EXERCISE MATERIAL:
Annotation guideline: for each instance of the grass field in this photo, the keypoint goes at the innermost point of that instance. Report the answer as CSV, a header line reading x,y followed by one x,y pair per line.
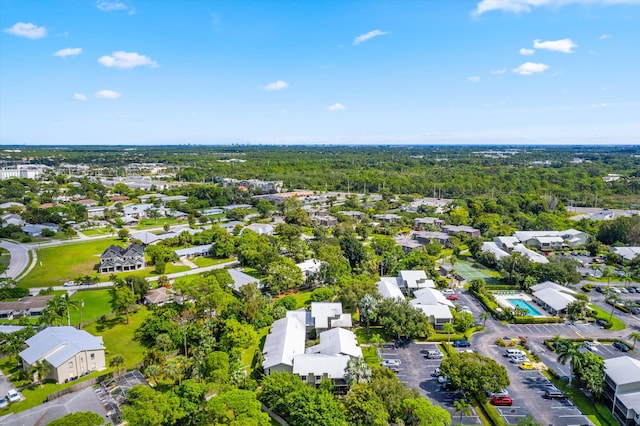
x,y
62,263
...
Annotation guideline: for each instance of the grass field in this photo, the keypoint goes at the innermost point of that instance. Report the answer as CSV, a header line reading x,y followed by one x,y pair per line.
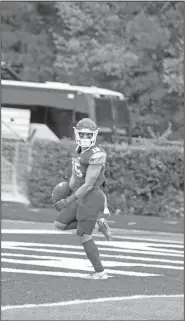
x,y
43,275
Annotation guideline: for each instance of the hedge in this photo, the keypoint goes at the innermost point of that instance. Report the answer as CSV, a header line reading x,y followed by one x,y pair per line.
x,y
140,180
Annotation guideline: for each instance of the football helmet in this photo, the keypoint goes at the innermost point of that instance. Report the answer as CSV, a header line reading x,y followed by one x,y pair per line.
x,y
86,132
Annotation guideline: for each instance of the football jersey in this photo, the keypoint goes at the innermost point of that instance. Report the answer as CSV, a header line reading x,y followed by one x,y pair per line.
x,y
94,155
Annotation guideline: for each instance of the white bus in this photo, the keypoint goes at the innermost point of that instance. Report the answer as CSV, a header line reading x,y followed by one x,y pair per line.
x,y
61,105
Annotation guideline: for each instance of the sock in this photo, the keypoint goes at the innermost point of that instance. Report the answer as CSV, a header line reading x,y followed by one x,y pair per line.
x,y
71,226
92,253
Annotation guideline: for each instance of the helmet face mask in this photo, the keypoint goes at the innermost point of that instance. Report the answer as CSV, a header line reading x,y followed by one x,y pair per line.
---
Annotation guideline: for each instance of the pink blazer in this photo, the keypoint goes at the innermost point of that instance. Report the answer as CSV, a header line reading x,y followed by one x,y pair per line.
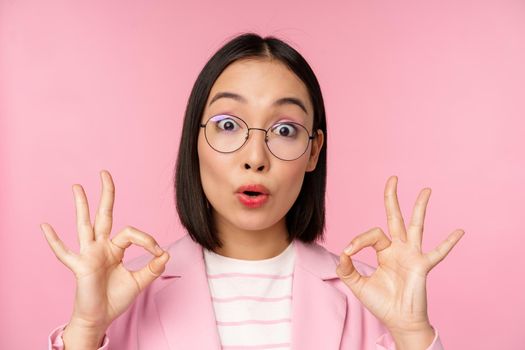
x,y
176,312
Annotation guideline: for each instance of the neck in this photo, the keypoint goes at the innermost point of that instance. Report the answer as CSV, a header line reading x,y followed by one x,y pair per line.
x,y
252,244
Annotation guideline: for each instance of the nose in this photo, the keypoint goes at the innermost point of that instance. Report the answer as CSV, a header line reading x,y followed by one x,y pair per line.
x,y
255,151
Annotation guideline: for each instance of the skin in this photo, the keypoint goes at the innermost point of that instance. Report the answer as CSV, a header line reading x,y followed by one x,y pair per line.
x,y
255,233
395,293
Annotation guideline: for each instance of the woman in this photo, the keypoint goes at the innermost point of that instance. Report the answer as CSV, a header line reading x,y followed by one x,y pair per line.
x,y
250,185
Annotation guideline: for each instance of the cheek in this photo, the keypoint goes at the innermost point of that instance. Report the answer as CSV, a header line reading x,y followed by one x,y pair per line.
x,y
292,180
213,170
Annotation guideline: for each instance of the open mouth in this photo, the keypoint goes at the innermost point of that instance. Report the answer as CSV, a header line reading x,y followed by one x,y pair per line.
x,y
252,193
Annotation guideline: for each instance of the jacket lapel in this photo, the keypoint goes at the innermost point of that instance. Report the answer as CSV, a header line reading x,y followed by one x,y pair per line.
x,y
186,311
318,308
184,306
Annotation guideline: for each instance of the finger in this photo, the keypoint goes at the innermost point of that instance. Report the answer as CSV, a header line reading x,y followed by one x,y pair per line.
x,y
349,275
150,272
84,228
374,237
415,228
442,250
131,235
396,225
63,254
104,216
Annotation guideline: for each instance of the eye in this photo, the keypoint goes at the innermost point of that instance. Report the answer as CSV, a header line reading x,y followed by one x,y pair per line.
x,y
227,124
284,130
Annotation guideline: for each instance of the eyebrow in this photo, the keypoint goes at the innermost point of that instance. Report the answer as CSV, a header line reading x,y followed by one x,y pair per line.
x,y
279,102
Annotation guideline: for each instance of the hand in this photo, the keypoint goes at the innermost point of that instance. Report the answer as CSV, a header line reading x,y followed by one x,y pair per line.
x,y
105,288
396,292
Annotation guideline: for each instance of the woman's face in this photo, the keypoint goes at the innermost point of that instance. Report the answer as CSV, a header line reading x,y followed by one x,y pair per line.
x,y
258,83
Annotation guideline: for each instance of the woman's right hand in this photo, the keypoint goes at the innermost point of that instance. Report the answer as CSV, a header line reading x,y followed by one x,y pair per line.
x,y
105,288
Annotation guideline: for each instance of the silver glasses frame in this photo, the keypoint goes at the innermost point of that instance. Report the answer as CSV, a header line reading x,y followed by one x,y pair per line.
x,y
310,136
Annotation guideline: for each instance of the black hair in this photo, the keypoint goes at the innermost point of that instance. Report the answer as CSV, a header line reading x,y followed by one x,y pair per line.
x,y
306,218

WHAT NEEDS TO BE DONE: Your task is to retype the entries verbatim, starting with the line that holds "Annotation guideline: for each instance of the football jersey" and stopping after the line that holds "Annotation guideline: for each instance of the helmet".

OUTPUT:
Annotation guideline: for each instance of the football jersey in this photo, the keypoint goes at the innermost point of that instance. Report the answer as CSV, a header line reading x,y followed by one x,y pair per line.
x,y
94,155
Annotation guideline: for each instance of the white bus in this photo, the keypoint goes at the innermost point of that instance. Report the answer as CSV, a header line reading x,y followed by one x,y pair per line.
x,y
61,105
Annotation guideline: for each instance of the sock in this photo, the keypoint goes at the innermost point of that instance. Report the answer as CSV, a header line reading x,y followed by one x,y pair per line.
x,y
71,226
92,253
Annotation guideline: for each instance of the helmet face mask in this photo, the keypoint goes at the innermost point of that instance. Report the answer as CSV, a header line reading x,y followed by one x,y pair per line.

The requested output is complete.